Problem to solve: In the post on April awareness topics, how many cases of child abuse are reported in the US each year?

Supplied passage:
####################
April is a month all about awareness: Garden Month, Earth Day, and Child Abuse and Autism Awareness. As families I think it’s important to discuss the scary prevalence of Autism in our world, and be more aware of the things to look for with Child Abuse. It’s not about making a mountain out of a mole hill, but I think it’s important for everyone to be more aware, and know what the risk factors are and what to look for.
Autism is now being diagnosed in 1/88 kids in the USA. That’s a pretty scary fact. Autism usually shows up before age 3, and creates problems in communicating and interacting with others. Physical disabilities can also manifest. My experience with individuals who have Autism is that they’re wonderful individuals who have a very unique perspective on the world. Yes, they can get a little violent or seem different, but in just about everyone I’ve met, they’re just people like you and me. You can learn more about Autism, as well as what to look for with your children here.
Over 3 million cases of child abuse are reported in the US each year. One of the most common signs are bruises, but there are others too. The best way to prevent child abuse is to get connected. Parents: get responsible sitters in regularly so you are less stressed and frustrated, and seek professional help if your children are excessively violent. As a community we can get involved by talking with neighbor kids (not strangers) and their parents, as well as donating used clothes to charities who support those who have financial burdens. I believe child abuse is 100% preventable: it’s up to all of us to get the support we need to raise the children of America, and the world. You can learn more about what you can do here and here.
My heart is not to freak you out and make you see problems where there aren’t any, but to raise awareness and to encourage you to support parents who are dealing with challenges while raising kids. It’s never easy to raise kids, but if we all support each other in raising our kids, they will have a bright future.
If you’ve got experience as a special needs parent or are someone who counsels families, I’d love to have you share your thoughts below.
####################
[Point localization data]
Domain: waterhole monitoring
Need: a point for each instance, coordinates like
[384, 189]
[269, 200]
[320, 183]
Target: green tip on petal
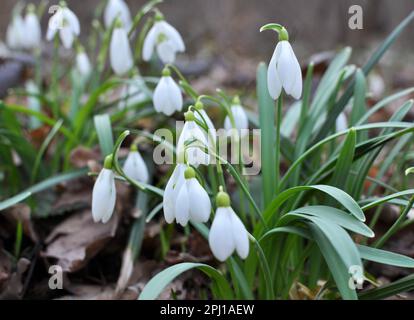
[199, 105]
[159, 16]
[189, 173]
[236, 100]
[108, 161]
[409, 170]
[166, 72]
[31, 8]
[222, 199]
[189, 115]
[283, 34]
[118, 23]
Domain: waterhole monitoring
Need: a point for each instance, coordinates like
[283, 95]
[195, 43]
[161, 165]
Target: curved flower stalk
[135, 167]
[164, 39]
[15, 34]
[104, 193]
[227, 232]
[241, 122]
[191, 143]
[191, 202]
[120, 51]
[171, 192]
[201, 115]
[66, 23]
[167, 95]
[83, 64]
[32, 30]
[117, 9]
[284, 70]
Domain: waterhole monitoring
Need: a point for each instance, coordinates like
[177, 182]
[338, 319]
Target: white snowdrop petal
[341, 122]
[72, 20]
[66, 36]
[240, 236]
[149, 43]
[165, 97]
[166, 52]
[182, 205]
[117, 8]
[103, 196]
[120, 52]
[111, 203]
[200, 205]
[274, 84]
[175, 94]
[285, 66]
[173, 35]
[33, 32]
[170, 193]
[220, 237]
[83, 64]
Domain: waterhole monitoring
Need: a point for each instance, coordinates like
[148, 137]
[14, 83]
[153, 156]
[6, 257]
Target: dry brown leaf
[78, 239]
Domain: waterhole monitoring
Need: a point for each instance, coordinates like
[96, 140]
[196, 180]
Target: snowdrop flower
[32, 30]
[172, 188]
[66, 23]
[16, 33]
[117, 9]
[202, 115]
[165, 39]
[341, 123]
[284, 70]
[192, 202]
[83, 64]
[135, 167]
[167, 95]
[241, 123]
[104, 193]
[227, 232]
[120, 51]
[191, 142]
####################
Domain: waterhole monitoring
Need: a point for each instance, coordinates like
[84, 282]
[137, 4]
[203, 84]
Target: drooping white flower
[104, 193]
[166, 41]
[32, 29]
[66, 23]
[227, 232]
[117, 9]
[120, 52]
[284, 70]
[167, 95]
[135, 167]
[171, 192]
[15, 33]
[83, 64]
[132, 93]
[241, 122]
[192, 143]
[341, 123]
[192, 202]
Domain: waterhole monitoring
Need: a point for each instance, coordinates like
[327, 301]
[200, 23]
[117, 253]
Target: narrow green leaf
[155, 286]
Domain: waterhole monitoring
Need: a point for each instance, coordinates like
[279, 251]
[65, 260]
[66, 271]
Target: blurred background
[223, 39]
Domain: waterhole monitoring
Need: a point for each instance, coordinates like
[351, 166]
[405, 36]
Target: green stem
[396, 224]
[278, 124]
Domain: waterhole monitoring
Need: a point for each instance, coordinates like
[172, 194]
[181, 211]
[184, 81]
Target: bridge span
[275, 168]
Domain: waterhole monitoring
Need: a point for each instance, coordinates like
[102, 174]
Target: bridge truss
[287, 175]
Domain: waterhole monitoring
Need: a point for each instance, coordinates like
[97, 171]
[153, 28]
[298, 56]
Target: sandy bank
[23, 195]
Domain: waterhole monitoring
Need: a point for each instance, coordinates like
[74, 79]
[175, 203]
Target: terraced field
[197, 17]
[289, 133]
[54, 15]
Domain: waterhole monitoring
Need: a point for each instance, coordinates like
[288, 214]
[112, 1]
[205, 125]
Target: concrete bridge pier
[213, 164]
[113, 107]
####################
Task output: Over 3 million cases.